**Text:**
Open protein.csv file sheet and go to add-ins tab, click on BESH Stat → Multivariate → Principal Component Analysis.

How to run Principal Component Analysis (PCA) in BESH stat add-in.

On the Select Variables tab select all variables and on Settings tab use options as on the screenshot below.

Run PCA on all numerical variables from the protein dataset.

BESH Stats performs following steps to create PCA outputs:

Standardize the range of continuous initial variables (when Correlation matrix is selected. This should be used as a default otherwise units of measurements of individual variables if not identical will influence the results.). Standardization is computed for each variable as z = (value – mean)/standard deviation.
Compute the covariance matrix of the standardized (or centered) variables. Note: covariance matrix of standardized variables is identical to the correlation matrix. .
Compute the eigenvectors and eigenvalues of the covariance matrix to identify the principal components. BESH Stat provides covariance/correlation matrix, eigenvectors, eigenvalues on the PCA results sheet.
Create a loadings vector to decide which principal components to keep. We selected option to extract number of components based on the Eigenvalue > 1. This is otherwise called as a Kaiser rule. BESH Stat provides variable explained by each principal component, and selected component loadings on the PCA results sheet. Note: Component loadings are identical to the Eigenvectors but sign is adjusted based on the sign of the highest (in absolute value) eigenvector value to help the interpretation of principal components.
Recast the data along the principal components axes. BESH Stat provides the reduced data (estimate of each observation in the dataset) on the Data sheet as “Reduced_Data_PC1”, “Reduced_Data_PC2”, “Reduced_Data_PC2” variables, because 3 components were extracted based on the Kaiser rule.

Results

Scree plot display principal components against the percent of variance explained by principal component, it can be used to determine the number of principal components to retain.

Scree Plot of principal components computed on the Protein data.

Score plot, Loading plot, Biplot

Another standard graphical representation of principal components is using the loadings plot, score plot (or biplot that combines loading plot and score plot into a single chart). BESH stats creates all of them automatically. For interpretation of scores and loadings plot see this.

Symmetric biplot – presenting loadings and scores on one plot. For more discussion on biplot see Data inspection using biplots.

**Information shown:**
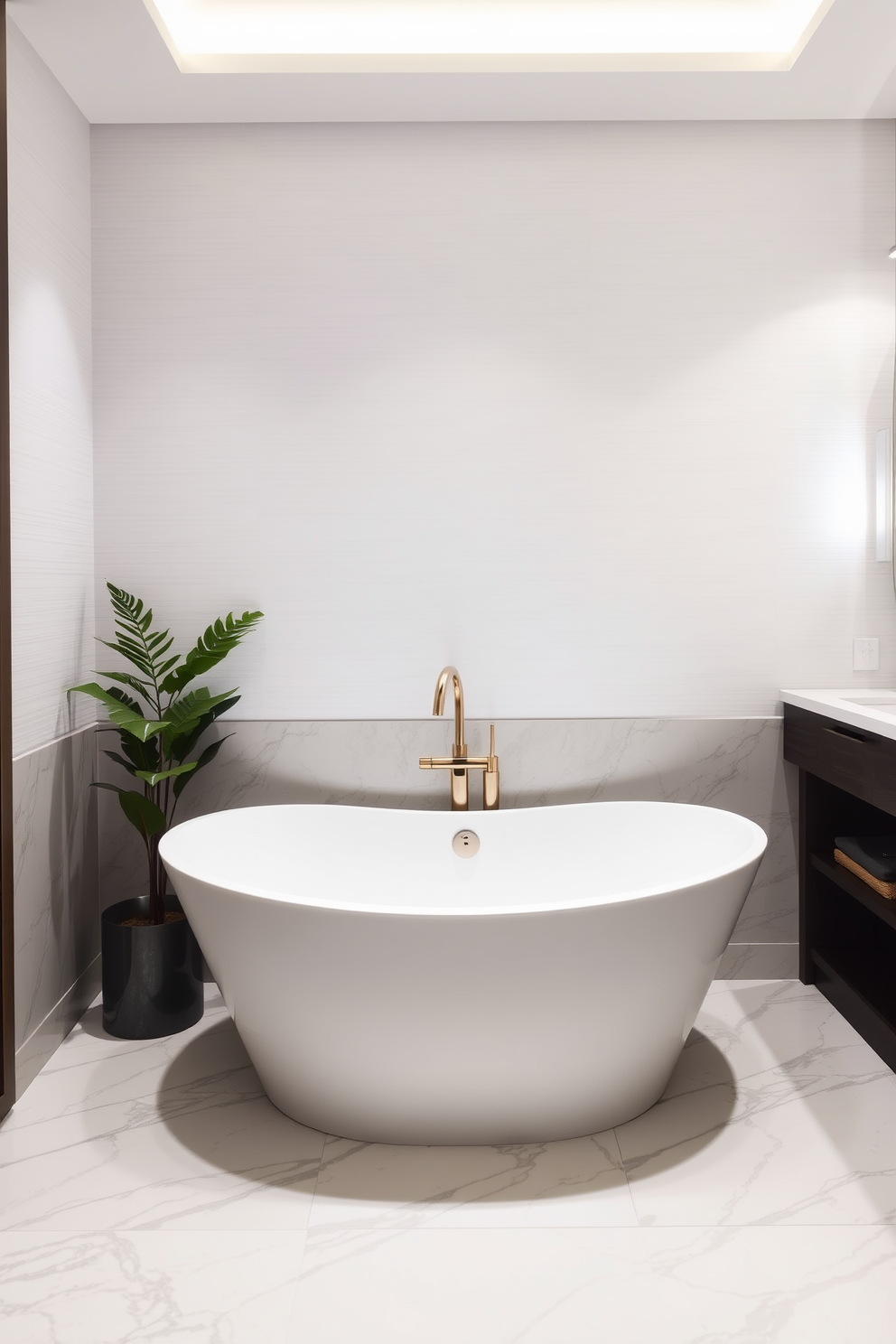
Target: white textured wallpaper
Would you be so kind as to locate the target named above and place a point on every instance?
(586, 409)
(51, 412)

**The problem:**
Pick up the tutorial on running PCA in BESH Stat after its final sentence, the one about the symmetric biplot.

**Response box:**
Interpretation of biplot is as follows (taken from SAS help). The cosine of the angle between a vector and an axis indicates the importance of the contribution of the corresponding variable to the principal component. The cosine of the angle between pairs of vectors indicates correlation between the corresponding variables. Highly correlated variables point in similar directions; uncorrelated variables are nearly perpendicular to each other. Points that are close to each other in the biplot represent observations with similar values.

All the variables (loadings represented by blue arrows) that are grouped together are positively correlated to each other, and that is the case for instance for eggs, milk, white meat, and red meat have a positive correlation to each other. They are also strongly and positively correlated with the first principal component. The longest the arrow is the better that variable is represented with first two principal components.

BESH stat output – Correlation Matrix, Eigenvectors, Eigenvalues

PCA results, correlation matrix of input variables, eigenvectors, eigenvalues, % of variances explained.

Principal components are uncorrelated

If we run the PCA using the Extract option as variance explained [%]= 100 or Fixed number of components = 9 (equal to number of input variables.) and plot the scatter plot matrix of extracted components (Reduced_Data_PCx columns from the BESH stat output in the Data sheet. They are renamed on the scatter plot matrix below to PCx to nicely fit on the available space) we will get the following chart. We can see that components are orthogonal (un-correlated).

Scatter Plot Matrix of all nine principal components created from the Protein data. Notice that all components are uncorrelated to each other, because principal components are computed in such a way to be uncorrelated.